[Data entries]
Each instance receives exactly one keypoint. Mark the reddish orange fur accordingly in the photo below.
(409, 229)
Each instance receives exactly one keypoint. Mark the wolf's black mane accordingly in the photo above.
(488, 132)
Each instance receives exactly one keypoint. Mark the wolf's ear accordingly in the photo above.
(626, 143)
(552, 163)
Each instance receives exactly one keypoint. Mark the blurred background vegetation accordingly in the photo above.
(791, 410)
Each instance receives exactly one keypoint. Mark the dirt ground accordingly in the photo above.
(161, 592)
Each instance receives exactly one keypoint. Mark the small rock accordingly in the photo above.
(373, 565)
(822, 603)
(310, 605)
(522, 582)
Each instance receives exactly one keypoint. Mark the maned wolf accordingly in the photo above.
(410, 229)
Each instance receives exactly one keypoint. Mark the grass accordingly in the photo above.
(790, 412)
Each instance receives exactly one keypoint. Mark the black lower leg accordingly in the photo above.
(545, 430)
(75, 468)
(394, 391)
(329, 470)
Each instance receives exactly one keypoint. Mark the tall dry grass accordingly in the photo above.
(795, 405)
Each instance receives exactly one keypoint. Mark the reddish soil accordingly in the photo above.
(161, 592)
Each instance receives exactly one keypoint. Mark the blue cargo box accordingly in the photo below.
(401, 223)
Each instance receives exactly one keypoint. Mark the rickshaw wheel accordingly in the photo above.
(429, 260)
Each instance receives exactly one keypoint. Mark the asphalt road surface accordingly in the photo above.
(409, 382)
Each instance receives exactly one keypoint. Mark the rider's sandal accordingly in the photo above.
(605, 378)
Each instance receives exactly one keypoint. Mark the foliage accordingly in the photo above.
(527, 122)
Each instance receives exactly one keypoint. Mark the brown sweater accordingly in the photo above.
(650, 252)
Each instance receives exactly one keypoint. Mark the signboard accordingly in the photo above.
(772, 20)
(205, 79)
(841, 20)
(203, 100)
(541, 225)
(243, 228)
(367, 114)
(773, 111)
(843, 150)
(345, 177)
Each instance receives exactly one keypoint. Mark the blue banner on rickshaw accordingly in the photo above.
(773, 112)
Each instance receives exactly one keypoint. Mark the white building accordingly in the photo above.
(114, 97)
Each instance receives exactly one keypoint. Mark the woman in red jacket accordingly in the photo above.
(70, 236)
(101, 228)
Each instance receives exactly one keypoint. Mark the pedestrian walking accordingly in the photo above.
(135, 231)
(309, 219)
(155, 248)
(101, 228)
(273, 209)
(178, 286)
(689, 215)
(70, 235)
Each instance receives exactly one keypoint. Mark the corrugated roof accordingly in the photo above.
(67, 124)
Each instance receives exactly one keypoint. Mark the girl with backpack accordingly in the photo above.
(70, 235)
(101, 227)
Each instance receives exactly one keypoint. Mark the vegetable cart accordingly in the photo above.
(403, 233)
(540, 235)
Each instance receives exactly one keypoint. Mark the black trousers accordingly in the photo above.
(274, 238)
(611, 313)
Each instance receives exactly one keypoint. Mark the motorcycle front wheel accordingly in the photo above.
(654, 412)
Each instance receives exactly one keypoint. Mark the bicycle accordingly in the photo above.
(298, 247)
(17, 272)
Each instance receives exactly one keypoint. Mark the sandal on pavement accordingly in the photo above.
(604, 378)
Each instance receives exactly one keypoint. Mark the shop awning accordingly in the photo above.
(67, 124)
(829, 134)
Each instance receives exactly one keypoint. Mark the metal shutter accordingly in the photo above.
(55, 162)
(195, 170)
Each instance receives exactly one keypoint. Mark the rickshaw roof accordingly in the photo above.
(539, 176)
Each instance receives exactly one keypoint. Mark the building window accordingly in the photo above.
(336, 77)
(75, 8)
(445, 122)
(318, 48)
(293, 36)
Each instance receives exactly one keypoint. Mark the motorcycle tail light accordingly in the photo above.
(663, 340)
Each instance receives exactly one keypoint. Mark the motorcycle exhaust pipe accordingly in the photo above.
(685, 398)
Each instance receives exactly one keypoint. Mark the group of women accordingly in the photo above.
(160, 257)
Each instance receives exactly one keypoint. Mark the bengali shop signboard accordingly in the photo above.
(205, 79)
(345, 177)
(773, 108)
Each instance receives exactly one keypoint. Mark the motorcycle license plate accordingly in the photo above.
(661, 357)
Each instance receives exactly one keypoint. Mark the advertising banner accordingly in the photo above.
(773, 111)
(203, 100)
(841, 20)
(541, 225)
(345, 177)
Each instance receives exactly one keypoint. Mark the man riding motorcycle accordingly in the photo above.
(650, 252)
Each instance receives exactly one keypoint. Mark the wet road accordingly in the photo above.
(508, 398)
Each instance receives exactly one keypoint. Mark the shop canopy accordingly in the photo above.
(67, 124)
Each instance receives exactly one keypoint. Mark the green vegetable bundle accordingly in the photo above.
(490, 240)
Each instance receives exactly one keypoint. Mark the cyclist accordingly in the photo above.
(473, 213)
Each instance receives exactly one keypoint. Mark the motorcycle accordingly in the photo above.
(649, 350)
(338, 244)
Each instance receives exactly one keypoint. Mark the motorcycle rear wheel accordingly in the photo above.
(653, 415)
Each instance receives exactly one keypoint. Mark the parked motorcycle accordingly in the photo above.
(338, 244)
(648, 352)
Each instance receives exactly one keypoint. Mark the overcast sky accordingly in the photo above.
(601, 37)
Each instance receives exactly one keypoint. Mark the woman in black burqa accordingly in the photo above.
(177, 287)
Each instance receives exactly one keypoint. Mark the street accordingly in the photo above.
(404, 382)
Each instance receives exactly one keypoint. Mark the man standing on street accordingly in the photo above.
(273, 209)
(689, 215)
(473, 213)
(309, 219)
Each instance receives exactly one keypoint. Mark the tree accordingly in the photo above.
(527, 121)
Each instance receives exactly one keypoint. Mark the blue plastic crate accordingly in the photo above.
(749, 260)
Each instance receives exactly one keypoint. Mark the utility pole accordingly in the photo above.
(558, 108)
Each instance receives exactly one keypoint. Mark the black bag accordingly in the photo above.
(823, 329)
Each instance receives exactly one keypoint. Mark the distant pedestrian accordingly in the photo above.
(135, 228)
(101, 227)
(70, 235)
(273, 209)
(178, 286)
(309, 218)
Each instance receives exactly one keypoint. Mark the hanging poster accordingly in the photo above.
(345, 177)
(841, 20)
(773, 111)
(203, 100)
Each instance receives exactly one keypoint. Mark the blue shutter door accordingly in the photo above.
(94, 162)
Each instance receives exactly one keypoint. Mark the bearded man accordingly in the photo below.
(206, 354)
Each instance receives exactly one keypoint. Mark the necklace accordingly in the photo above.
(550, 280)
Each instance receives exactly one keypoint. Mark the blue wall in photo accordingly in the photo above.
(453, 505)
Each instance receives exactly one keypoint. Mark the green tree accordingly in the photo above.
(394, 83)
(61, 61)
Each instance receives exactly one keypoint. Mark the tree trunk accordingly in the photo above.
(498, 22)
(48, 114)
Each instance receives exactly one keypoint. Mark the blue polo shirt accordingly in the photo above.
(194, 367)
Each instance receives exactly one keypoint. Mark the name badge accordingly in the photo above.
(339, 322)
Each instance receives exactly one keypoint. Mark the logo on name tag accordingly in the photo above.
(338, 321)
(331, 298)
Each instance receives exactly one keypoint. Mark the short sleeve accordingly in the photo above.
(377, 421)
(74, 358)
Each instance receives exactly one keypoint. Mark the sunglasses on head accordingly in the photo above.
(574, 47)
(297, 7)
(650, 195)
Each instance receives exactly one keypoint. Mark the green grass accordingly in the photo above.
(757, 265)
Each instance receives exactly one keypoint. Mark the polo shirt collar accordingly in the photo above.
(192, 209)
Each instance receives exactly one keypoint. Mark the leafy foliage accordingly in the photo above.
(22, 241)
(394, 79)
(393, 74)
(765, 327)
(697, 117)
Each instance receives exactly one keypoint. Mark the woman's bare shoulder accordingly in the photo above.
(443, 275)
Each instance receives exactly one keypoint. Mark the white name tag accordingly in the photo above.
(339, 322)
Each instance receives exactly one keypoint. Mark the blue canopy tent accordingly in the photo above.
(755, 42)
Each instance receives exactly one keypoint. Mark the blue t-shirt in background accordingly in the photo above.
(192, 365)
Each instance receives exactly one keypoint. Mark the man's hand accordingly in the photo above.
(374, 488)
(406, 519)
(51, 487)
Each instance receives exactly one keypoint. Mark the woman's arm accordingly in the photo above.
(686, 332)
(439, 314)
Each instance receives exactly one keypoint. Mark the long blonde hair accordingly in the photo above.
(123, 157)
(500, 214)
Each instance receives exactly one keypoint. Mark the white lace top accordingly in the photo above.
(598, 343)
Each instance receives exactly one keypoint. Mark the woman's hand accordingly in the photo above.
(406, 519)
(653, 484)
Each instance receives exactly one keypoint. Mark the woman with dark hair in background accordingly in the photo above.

*WORK REQUIRED*
This exercise calls for the line containing "Each instance receives exactly one keypoint. Mark the white lace" and each line after it in the records, copied exactly.

*RESPONSE TO THE EXERCISE*
Each instance receives exactly one keypoint. Mark the white lace top accordingly in the photo above.
(598, 343)
Each instance receives exactly one keypoint. Mark the woman's hand accordingly in the photo above.
(406, 519)
(653, 484)
Each instance receives exactly one keypoint. Mark the woman with dark hair in background accordingly in the photo above.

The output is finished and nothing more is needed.